***** TASK INPUT

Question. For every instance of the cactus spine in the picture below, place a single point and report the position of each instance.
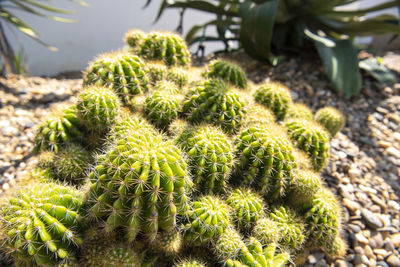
(39, 225)
(332, 119)
(210, 157)
(213, 102)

**********

> _TO BE DONE_:
Rewrite the lines above with "cactus spine" replaced by "cactus needle" and everything else left unchanged. Leave the picture out of your answer.

> _THE COMPLETED TASK_:
Question. For every instance of the cactus needle in the picture below, place a single point and report the position of each instance.
(39, 225)
(332, 119)
(210, 157)
(213, 102)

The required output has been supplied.